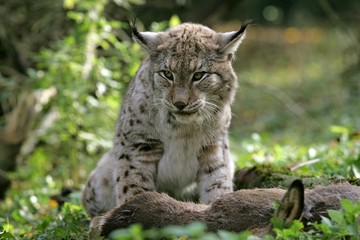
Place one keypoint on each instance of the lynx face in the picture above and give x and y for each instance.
(171, 134)
(191, 72)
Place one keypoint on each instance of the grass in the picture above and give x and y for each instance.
(292, 108)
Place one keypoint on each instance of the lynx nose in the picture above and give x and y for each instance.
(180, 105)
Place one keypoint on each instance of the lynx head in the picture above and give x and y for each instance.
(191, 69)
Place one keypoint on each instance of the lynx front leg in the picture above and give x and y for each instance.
(216, 172)
(136, 171)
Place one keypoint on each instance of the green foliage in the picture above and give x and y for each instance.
(338, 158)
(90, 68)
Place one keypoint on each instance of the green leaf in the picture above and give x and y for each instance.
(336, 216)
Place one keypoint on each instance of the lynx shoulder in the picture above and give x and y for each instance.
(172, 131)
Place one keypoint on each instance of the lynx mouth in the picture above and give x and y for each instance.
(185, 117)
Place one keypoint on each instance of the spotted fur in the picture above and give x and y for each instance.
(172, 131)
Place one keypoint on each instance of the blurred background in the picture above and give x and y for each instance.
(65, 65)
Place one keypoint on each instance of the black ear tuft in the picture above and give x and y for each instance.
(136, 34)
(242, 29)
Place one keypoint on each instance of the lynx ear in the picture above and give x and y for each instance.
(230, 41)
(292, 205)
(148, 40)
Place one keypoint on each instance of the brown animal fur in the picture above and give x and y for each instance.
(237, 211)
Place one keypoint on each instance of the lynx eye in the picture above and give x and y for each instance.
(167, 74)
(198, 76)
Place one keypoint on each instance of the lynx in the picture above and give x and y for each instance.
(172, 131)
(237, 211)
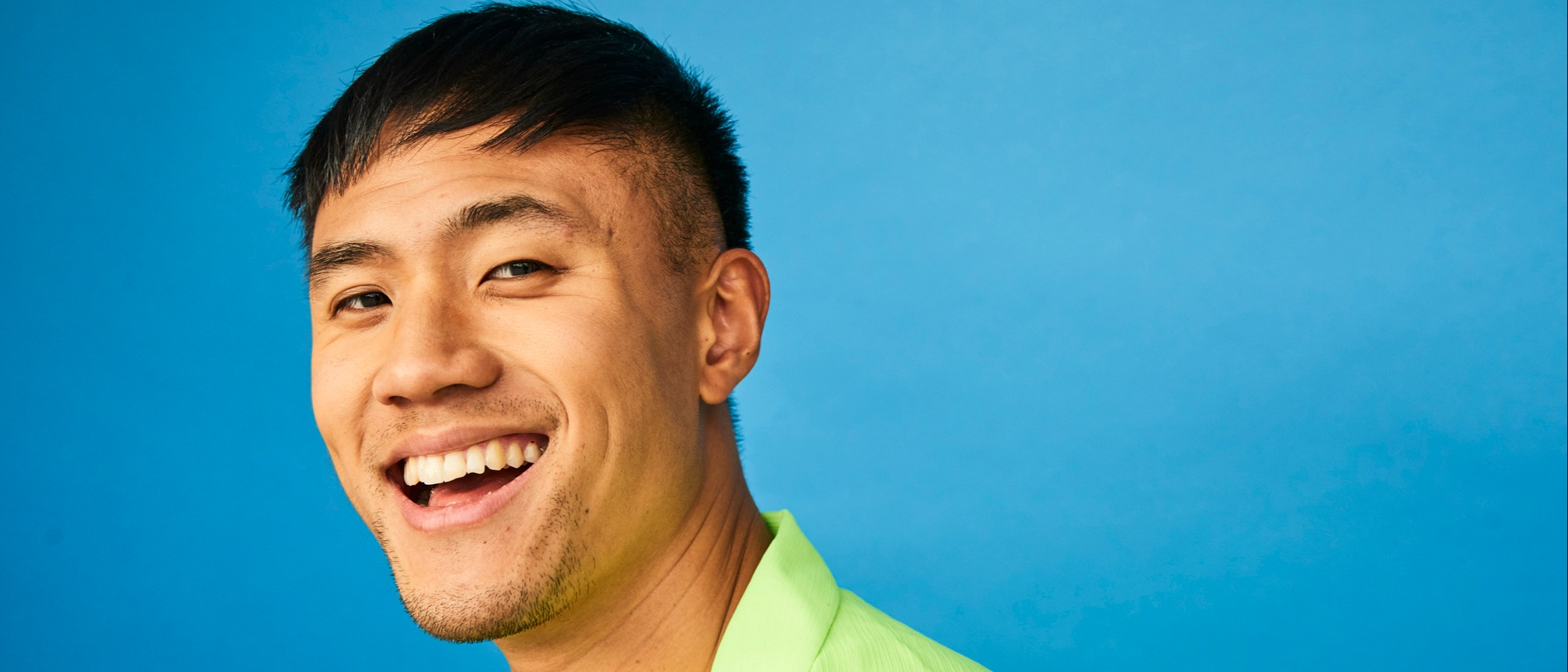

WHAT TO DO →
An exact transcription of the data above is needed, without the pictures.

YOUR SOLUTION →
Place one keypoint on each instance of the lynx face in the picture above and give x and y for each instance.
(171, 134)
(191, 72)
Place one keypoint on each instance of the grass in the picture above and give x and y for each instance.
(292, 108)
Place one keypoint on each instance of the lynx nose in the picture above and give x and y for each instance.
(180, 105)
Place one keypoint on each instance of the lynx head in the picture above and give x and y for each instance.
(191, 69)
Place one keypoint on each instance of the lynx front leg in the picture above and give x and y for each instance.
(216, 172)
(136, 171)
Place one keypoint on each instance of the green foliage in the picture above and give x and y for each instance.
(338, 158)
(90, 68)
Place one keypoint on each instance of the green leaf in the picture above and give x and y for each instance.
(336, 216)
Place one keypoint on each instance of the lynx shoulder in the picture above and give x and y for each instance.
(172, 131)
Place one keypoint on each instance of the lynx mouth in the picture above and give x and y for each instance.
(185, 117)
Place one keypoint on each instance of the spotted fur in the picture above and give x and y for each instance.
(172, 131)
Place one keypoint on each instance of the blurred background in the picture above and give x and y for each instance.
(65, 65)
Place one keypoint on each instance of the black ear tuft in the picture above and give x and y for each instance.
(136, 34)
(242, 29)
Place one keypoint on each instance of the lynx ear in the picture above and give x and y for each instance.
(230, 41)
(292, 205)
(148, 40)
Place one keypoint on each instance of the brown animal fur in the picture above and give x and y for each instance.
(237, 211)
Place one keypoint on each instance of the lynx eye in the picture above and give x and y for each instance.
(167, 74)
(198, 76)
Place one keypoint on each instance of the lynx in the picture above and give x and y for each instance.
(172, 131)
(237, 211)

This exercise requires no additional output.